"""

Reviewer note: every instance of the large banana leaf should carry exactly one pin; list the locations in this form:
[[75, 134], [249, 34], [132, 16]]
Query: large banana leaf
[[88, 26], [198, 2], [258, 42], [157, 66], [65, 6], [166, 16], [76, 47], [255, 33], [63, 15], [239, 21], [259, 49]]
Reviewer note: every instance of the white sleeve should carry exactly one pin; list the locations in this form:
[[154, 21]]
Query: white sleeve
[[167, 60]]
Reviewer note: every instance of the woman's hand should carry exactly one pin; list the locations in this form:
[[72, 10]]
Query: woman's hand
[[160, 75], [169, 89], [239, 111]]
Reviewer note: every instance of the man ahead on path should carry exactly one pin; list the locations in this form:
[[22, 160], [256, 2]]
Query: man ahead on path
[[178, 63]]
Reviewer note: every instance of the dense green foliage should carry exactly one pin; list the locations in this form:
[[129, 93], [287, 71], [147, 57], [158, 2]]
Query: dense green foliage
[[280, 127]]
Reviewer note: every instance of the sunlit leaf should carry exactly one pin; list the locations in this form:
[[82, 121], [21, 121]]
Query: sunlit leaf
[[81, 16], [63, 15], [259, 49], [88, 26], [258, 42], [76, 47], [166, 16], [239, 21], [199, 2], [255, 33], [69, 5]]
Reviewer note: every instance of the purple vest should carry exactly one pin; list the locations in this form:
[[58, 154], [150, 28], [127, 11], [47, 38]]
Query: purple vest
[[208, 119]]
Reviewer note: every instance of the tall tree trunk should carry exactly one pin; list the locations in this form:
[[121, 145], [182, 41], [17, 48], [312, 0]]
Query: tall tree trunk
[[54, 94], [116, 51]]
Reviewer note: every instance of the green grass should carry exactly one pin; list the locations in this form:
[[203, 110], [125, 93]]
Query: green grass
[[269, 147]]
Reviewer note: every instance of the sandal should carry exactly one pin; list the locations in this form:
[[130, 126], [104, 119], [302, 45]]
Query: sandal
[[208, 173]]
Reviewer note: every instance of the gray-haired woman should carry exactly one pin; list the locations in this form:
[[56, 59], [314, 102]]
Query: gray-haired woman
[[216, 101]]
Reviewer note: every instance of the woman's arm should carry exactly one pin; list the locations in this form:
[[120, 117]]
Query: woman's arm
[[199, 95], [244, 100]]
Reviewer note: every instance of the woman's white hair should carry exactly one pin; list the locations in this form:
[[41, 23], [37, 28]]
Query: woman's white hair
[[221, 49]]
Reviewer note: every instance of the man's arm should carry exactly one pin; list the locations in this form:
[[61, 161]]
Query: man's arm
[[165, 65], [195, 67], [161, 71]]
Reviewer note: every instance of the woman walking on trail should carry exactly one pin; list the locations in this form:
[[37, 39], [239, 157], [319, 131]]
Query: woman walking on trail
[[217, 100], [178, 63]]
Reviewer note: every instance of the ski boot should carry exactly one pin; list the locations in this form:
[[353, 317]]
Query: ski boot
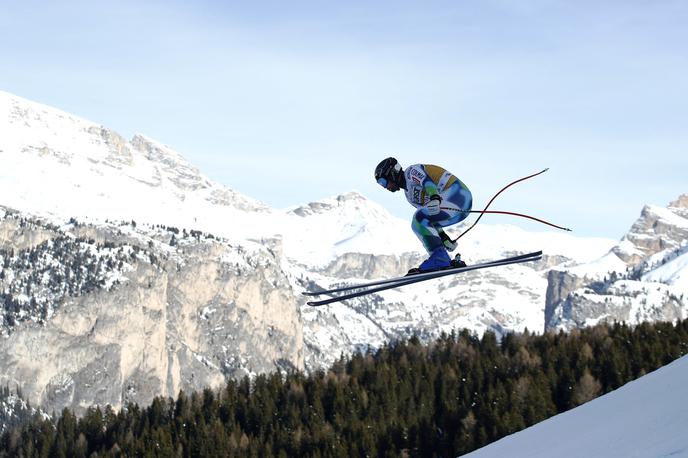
[[438, 260]]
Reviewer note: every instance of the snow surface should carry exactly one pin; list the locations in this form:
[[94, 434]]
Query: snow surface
[[644, 418], [674, 272]]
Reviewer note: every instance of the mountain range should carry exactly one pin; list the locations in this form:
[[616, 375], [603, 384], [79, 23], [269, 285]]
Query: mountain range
[[126, 273]]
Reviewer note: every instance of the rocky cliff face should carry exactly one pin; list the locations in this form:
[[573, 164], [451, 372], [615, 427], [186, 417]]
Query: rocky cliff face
[[145, 312], [641, 278]]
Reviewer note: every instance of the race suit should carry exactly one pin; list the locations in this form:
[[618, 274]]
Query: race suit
[[424, 181]]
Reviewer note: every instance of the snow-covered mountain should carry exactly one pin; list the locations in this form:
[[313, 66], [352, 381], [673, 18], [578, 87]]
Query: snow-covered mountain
[[644, 418], [120, 258], [54, 163], [643, 277]]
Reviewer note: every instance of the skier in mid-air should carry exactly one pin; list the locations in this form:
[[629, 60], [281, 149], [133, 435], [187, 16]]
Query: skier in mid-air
[[441, 199]]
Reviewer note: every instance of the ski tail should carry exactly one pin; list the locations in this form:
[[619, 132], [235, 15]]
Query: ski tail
[[403, 281]]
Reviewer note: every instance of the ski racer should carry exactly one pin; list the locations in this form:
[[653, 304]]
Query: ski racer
[[441, 199]]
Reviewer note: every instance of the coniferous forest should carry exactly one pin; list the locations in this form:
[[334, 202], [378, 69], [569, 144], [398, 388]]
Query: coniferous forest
[[437, 399]]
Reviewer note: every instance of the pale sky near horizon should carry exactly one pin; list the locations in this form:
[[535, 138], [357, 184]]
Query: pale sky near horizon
[[291, 102]]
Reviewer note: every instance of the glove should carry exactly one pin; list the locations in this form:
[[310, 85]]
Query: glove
[[432, 208]]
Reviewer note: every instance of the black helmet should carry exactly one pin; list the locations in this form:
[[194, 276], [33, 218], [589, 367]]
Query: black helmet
[[388, 171]]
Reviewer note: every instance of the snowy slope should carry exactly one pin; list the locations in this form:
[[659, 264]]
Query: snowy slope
[[645, 418], [54, 163], [643, 277], [58, 165]]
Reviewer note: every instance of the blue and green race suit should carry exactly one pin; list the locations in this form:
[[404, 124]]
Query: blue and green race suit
[[424, 181]]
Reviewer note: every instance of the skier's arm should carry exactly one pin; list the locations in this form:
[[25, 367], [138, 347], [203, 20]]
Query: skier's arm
[[433, 206]]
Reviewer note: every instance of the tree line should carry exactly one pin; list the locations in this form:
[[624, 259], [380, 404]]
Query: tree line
[[409, 398]]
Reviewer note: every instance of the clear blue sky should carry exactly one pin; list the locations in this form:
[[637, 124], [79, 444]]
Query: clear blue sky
[[291, 102]]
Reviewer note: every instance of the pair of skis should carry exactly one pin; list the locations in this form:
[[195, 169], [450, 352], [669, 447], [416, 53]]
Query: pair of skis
[[381, 285]]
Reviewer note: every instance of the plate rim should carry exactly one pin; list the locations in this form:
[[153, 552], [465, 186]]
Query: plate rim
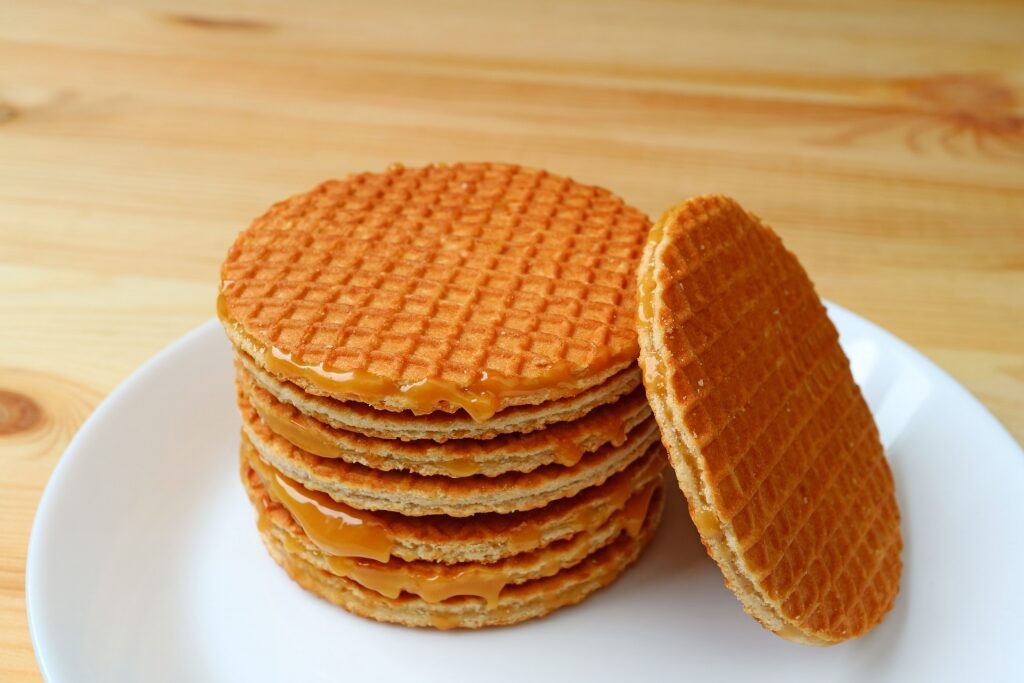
[[57, 480]]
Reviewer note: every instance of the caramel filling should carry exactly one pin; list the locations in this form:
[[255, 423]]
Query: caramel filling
[[568, 449], [391, 582], [636, 510], [334, 527], [343, 534], [474, 580], [480, 396]]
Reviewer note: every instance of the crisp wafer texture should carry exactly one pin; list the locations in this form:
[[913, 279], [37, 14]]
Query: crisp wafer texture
[[516, 603], [434, 581], [564, 442], [769, 435], [472, 286], [415, 495], [488, 537], [441, 427]]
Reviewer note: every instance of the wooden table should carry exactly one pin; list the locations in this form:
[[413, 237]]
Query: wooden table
[[885, 141]]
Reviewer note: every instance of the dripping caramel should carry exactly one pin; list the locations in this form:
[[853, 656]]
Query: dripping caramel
[[334, 527], [567, 449], [480, 396]]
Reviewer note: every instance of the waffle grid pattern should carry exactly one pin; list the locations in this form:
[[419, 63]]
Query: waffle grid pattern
[[787, 446], [449, 272]]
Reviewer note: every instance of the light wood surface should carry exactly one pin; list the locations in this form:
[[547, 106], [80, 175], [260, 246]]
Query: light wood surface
[[885, 141]]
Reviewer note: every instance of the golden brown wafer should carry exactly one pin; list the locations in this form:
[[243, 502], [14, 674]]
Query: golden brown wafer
[[441, 427], [770, 438], [516, 603], [487, 537], [476, 287], [416, 495], [564, 442], [435, 581]]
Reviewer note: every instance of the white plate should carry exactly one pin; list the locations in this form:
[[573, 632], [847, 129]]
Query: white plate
[[144, 563]]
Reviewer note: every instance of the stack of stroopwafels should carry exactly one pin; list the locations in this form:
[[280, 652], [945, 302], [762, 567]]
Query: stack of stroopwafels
[[443, 422]]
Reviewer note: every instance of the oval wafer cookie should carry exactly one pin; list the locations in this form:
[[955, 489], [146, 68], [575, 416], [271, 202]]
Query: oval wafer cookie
[[770, 438]]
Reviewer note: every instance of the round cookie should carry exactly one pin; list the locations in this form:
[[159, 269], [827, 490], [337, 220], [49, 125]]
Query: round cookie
[[531, 599], [770, 438], [472, 287], [481, 538], [563, 442], [441, 427], [416, 495]]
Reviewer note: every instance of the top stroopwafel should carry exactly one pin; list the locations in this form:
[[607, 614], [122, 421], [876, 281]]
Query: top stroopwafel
[[471, 286], [768, 433]]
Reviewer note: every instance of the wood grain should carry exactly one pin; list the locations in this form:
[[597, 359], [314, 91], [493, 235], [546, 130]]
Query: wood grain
[[885, 141]]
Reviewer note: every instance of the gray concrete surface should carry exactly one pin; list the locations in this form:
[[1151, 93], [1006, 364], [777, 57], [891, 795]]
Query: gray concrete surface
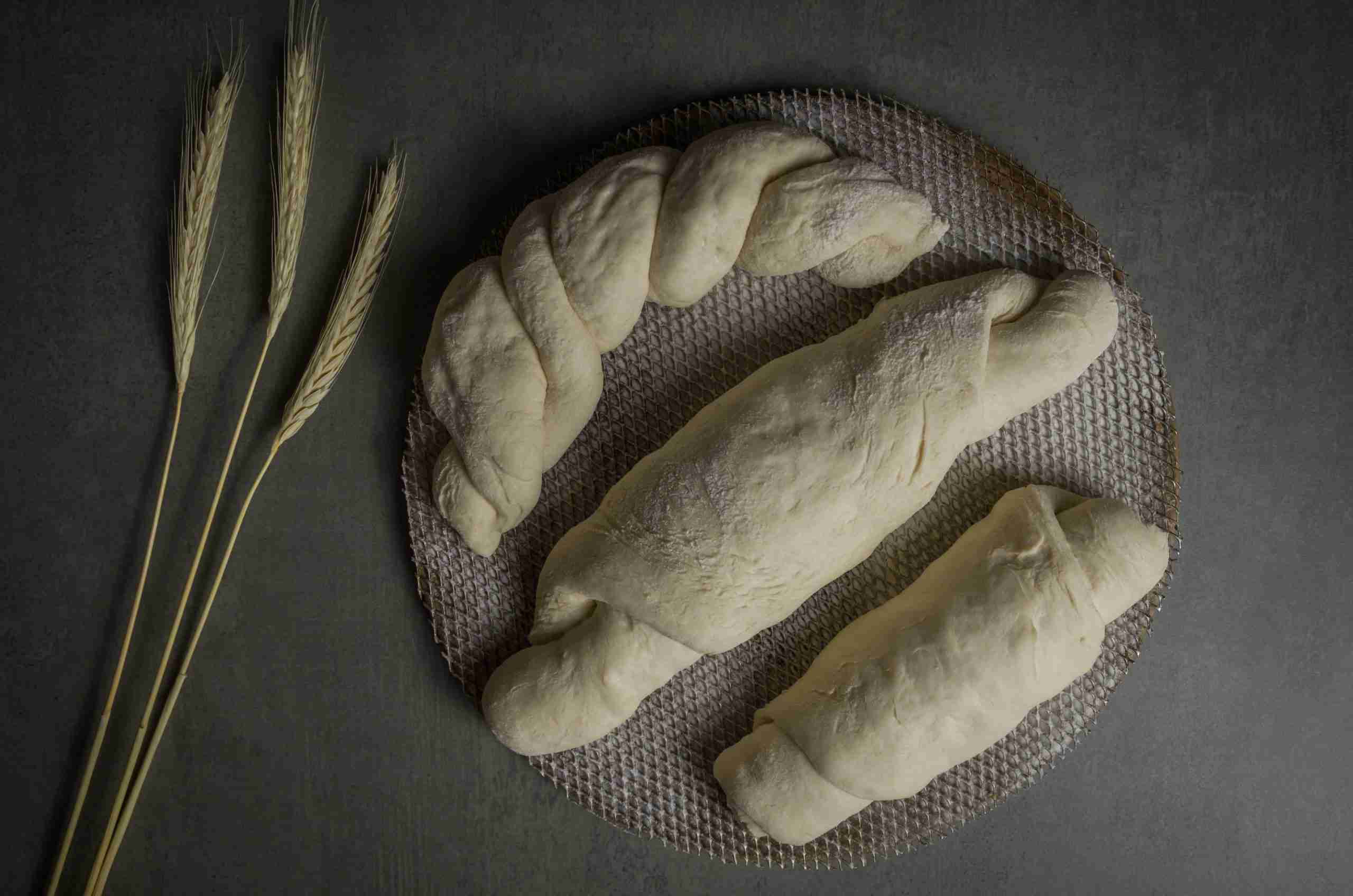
[[322, 746]]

"""

Take the lines above from the one containing "Query: pale sky near horizon" down to the one containing "[[194, 276], [33, 218], [589, 367]]", and transcribe them exactly, both ends included.

Query: pale sky near horizon
[[291, 102]]
Reviewer note: every instance of the glove should carry exactly one pin; list the locations in this form:
[[310, 85]]
Query: glove
[[432, 208]]
Reviewer note: every instance of the black helmet should carry exactly one pin; list the locations in this form:
[[194, 276], [33, 218], [589, 367]]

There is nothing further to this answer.